━━━ RECORDS
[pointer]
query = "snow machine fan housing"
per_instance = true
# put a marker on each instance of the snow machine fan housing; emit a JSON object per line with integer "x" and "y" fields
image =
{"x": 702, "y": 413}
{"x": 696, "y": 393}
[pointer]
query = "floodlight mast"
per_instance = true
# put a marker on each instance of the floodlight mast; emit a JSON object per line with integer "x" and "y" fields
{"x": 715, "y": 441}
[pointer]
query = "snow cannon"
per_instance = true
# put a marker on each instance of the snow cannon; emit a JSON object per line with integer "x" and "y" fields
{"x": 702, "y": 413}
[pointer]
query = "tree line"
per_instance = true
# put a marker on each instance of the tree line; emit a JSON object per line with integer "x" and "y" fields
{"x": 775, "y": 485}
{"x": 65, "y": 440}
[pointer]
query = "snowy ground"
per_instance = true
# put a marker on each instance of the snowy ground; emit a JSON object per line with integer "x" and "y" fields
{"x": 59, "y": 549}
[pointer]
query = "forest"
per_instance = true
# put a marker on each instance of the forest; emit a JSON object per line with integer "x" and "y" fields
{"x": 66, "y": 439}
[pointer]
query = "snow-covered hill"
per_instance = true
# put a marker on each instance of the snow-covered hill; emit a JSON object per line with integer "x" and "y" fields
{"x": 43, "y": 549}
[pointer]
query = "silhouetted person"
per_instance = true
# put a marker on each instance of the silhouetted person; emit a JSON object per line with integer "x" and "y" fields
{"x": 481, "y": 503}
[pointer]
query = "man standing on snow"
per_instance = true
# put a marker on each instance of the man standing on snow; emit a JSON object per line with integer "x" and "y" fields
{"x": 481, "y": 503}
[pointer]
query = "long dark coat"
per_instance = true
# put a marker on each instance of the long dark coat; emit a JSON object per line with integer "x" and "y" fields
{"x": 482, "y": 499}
━━━━━━
Reproduce all of the records above line for line, leaving every character unchanged.

→ ANSWER:
[pointer]
query = "snow machine fan housing"
per_instance = true
# put a marker on each instance of the snow machine fan housing; emit a JSON object per line with integer "x" and "y" fields
image =
{"x": 702, "y": 413}
{"x": 696, "y": 393}
[pointer]
query = "floodlight mast"
per_instance = true
# put a marker on each instance of the floodlight mast; emit a JSON object per line with integer "x" and "y" fields
{"x": 715, "y": 441}
[pointer]
query = "snow cannon"
per_instance = true
# put a marker on each instance of the snow cannon; emit a JSON object per line with integer "x" and "y" fields
{"x": 702, "y": 413}
[pointer]
query = "tree line"
per_instance = true
# put a marker on each instance of the tree line; emit a JSON object per line with integer "x" and "y" fields
{"x": 775, "y": 485}
{"x": 65, "y": 440}
[pointer]
query = "snowy ground"
per_instance = true
# put a marker on each instance of the snowy ground; emit a JSON object per line with integer "x" and "y" fields
{"x": 59, "y": 549}
[pointer]
query = "forest"
per_instance = true
# put a marker on each instance of the forest; emit a JSON object per line with integer "x" and "y" fields
{"x": 66, "y": 439}
[pointer]
query = "snow-covered hill"
per_instance = true
# put a marker on each instance of the snow-covered hill; emit a JSON object per line with integer "x" and "y" fields
{"x": 43, "y": 549}
[pointer]
query = "silhouetted person"
per_instance = true
# put a marker on each instance of the silhouetted person; emit a JSON object per line with integer "x" and "y" fields
{"x": 481, "y": 503}
[pointer]
query = "man standing on snow"
per_instance = true
# put a marker on each instance of the man standing on snow; emit a JSON object per line with integer "x" and "y" fields
{"x": 481, "y": 503}
[pointer]
query = "long dark coat"
per_instance = true
# put a marker on each instance of the long dark coat; emit a JSON object per line with integer "x" and "y" fields
{"x": 482, "y": 499}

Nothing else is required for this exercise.